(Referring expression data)
______

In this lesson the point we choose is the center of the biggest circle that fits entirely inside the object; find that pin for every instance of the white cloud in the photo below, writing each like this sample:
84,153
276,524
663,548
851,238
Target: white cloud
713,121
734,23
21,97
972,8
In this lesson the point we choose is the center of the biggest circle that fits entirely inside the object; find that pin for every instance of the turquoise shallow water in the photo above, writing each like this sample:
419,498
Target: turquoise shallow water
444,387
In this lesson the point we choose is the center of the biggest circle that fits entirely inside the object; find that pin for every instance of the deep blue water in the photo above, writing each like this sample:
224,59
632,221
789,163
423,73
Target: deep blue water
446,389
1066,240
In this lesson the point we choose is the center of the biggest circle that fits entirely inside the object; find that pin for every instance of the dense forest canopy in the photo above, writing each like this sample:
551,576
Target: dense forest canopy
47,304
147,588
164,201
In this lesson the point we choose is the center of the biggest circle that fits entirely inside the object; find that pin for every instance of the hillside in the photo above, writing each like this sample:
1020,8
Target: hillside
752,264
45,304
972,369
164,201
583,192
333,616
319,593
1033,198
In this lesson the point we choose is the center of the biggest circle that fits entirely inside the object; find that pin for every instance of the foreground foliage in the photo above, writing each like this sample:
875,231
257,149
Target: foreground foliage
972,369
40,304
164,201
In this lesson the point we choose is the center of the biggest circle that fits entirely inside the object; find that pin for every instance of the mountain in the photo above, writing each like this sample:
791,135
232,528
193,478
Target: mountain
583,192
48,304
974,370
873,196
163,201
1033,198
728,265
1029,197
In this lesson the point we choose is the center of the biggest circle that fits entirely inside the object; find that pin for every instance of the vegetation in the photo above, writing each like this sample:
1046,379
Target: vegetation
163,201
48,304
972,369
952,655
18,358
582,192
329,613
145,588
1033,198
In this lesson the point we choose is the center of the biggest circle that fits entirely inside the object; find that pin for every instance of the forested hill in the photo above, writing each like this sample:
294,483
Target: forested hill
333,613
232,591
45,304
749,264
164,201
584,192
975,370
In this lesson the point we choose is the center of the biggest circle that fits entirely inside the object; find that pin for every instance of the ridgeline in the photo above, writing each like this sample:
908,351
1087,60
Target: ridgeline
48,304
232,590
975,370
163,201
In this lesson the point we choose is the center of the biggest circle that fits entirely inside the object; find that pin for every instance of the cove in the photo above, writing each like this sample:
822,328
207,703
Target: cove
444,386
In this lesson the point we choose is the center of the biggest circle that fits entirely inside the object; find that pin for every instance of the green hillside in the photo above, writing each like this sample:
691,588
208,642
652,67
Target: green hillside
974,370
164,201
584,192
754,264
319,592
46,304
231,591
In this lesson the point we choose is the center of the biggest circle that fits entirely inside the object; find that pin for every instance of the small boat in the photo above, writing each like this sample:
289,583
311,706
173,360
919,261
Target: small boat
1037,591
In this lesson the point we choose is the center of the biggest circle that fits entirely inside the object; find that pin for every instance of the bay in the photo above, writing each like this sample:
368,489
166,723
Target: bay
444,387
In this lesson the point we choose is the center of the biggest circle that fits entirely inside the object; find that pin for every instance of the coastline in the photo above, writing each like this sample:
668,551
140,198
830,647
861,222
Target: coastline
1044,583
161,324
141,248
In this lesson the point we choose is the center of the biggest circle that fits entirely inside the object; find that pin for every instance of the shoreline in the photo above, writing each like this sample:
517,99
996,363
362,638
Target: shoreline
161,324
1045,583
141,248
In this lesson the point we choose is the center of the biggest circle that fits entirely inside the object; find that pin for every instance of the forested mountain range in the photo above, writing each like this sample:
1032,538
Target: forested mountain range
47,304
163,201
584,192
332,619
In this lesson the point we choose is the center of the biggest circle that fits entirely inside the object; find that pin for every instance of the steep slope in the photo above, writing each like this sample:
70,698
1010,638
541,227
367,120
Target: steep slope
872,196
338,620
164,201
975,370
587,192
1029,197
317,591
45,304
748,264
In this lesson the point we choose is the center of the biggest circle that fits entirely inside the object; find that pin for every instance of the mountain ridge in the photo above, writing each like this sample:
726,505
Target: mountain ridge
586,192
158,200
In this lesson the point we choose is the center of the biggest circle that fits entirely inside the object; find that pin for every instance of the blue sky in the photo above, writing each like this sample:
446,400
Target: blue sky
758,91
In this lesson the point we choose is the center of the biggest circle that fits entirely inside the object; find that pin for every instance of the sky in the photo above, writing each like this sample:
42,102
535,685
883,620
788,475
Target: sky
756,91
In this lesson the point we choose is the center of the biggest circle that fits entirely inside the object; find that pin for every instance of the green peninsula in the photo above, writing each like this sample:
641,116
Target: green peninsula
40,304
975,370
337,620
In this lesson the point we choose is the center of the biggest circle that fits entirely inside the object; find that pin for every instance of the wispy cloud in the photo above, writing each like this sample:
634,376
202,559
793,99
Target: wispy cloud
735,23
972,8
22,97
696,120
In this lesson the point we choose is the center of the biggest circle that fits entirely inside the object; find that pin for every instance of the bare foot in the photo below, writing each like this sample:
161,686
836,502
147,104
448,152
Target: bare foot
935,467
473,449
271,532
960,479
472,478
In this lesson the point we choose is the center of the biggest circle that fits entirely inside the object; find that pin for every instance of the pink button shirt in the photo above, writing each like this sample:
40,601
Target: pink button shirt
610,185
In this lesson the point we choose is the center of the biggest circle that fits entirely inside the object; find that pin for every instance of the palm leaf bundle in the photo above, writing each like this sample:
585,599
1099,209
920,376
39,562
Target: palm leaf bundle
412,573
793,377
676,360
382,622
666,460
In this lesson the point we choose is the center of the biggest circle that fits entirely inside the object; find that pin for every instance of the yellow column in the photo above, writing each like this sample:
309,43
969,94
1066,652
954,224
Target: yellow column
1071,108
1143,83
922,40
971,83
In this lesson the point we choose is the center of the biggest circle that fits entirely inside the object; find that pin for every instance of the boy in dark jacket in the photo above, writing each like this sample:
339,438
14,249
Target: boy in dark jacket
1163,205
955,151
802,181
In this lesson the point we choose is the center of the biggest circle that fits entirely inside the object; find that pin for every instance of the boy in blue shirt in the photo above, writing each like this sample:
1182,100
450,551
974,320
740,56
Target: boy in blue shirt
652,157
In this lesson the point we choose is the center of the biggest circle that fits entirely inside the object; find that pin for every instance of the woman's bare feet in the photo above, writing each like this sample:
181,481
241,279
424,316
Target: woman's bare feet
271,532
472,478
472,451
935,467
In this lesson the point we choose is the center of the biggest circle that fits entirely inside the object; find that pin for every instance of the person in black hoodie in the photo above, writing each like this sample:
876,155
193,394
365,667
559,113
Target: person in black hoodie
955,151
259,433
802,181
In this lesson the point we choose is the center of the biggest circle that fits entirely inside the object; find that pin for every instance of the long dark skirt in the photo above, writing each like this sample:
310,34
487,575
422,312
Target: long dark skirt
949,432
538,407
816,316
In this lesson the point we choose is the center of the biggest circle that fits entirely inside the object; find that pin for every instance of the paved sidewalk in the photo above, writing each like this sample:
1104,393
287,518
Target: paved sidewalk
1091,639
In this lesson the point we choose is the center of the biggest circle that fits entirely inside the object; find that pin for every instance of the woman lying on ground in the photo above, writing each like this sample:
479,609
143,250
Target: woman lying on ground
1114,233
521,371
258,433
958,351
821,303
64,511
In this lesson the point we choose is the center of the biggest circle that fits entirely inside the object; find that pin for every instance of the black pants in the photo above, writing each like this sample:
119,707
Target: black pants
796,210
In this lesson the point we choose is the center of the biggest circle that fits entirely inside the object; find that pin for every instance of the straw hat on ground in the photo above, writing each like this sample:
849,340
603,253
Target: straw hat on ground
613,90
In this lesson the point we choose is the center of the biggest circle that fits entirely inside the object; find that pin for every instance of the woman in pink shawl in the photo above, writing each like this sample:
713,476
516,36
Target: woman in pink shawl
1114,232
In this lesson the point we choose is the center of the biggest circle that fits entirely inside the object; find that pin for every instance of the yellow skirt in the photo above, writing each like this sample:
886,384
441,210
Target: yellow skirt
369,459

______

EXERCISE INSTRUCTIONS.
Count each line of the data where the word "below" appears, then reply with the total only.

SOLUTION.
2